■ Metin:
::::::::::

Tüm dünya genelinde şöyle iki uygulama yapıldığını varsayalım: Birinci uygulama olarak 1 Ocak 2019 - 31 Aralık 2019 tarihleri arasında laikliğe göre dünya genelinde her yerde faizin, kumarın, zinanın, içkinin ve eşcinsel ilişkilerin serbest bırakılarak yasal kabul edildiği bir uygulamayı varsayalım. İkinci uygulama olarak ise 1 Ocak 2020 - 31 Aralık 2020 tarihleri arasında İslam'a göre dünya genelinde her yerde faizin, kumarın, zinanın, içkinin ve eşcinsel ilişkilerin yasaklandığı bir uygulamayı varsayalım. Ve bu iki uygulamanın sonucunu 2021 yılında değerlendirmeye alalım. Önce laikliğe göre faizin, kumarın, zinanın, içkinin ve eşcinsel ilişkilerin serbest bırakılıp yasal kabul edildiği 1 Ocak 2019 - 31 Aralık 2019 tarihleri arasındaki birinci uygulamanın insanlara, ailelere ve toplumlara; bedenî ve ruhî hastalıklardan insanlara zarar verip yaralayıp öldürmelere, mal ve para kayıplarından evliliklerin sonlanıp yuvaların yıkılmasına ve çocukların ana ya da babalarından veya her ikisinden de ayrı yaşamak zorunda kalmalarına kadar ne kadar büyük zararlar verdiğinin ulaşabildiğimiz tüm delillerini toplayalım. Sonra da 1 Ocak 2020 - 31 Aralık 2020 tarihleri arasındaki ikinci uygulamada İslam'a göre insanların, ailelerin ve toplumların; faizin, kumarın, zinanın, içkinin ve eşcinsel ilişkilerin yasaklanıp bu kötülüklerin tüm zararlarından korunmalarıyla yaşadıkları rahatlığın ulaşabildiğimiz tüm delillerini toplayalım. Ve nihayetinde bu iki uygulamanın sonuçları arasında kıyas yaparak kesin ve net bir değerlendirmede bulunalım. Böylelikle İslam hukukunun ne kadar doğru ve laik hukukun ise ne kadar yanlış olduğunu hiçbir şüpheye yer olmaksızın sonsuza kadar kesin olarak kanıtlayalım.

::::::::::

■ Sağlanan Veriler:
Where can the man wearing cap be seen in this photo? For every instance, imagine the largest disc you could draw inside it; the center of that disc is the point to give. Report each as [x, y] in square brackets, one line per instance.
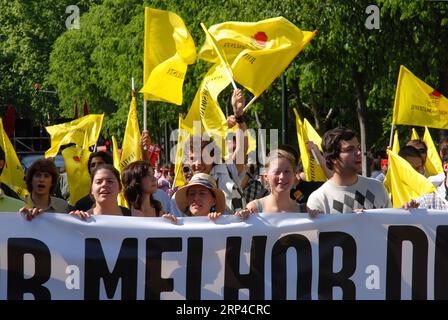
[437, 200]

::::::::::

■ Yönergeler:
1 > Laik hukuk ile İslam hukukunu karşılaştıran metne göre ikinci uygulama hangi tarihler arasında yapılacaktır?
2 > Laik hukuk ile İslam hukukunu karşılaştıran metni, son cümlesinden sonra kaldığı yerden devam ettirin.
Satırların bu işle hiçbir ilgisi yoktur.

■ Görevlere Yanıtlar:
1 > 1 Ocak 2020 ile 31 Aralık 2020 tarihleri arasında.

2 >
Yukarıda simule ettiğim iki uygulamanın fiziken gerçekleştirilmesi elbette mümkün değildir. Fakat faizin, kumarın, zinanın, içkinin ve eşcinsel ilişkilerin insanlara, ailelere ve toplumlara ne kadar büyük zararlar verdiği bilimsel verilerle ve ilmî gerçeklerle apaçık ortadadır. Ve faiz, kumar, zina, içki ve eşcinsel ilişkiler türü kötülükler bu tür kötülükleri meşru görerek onaylayan ölü doğmuş ve dolayısıyla ölü olan laikliğin de insanlara, ailelere ve toplumlara yapmış olduğu birer büyük zulmü ve atmış olduğu birer büyük kazığıdır. Laikliğe bu yüzden Şeytan'ın yolu ve laik hukuka da Şeytan'ın hukuku diyorum; çünkü Şeytan'ın insana verebileceği zararların önemli bir bölümü bâtıl akıl olan laik akılla yani laiklikle, laiklik uygulamalarıyla maalesef veriliyor.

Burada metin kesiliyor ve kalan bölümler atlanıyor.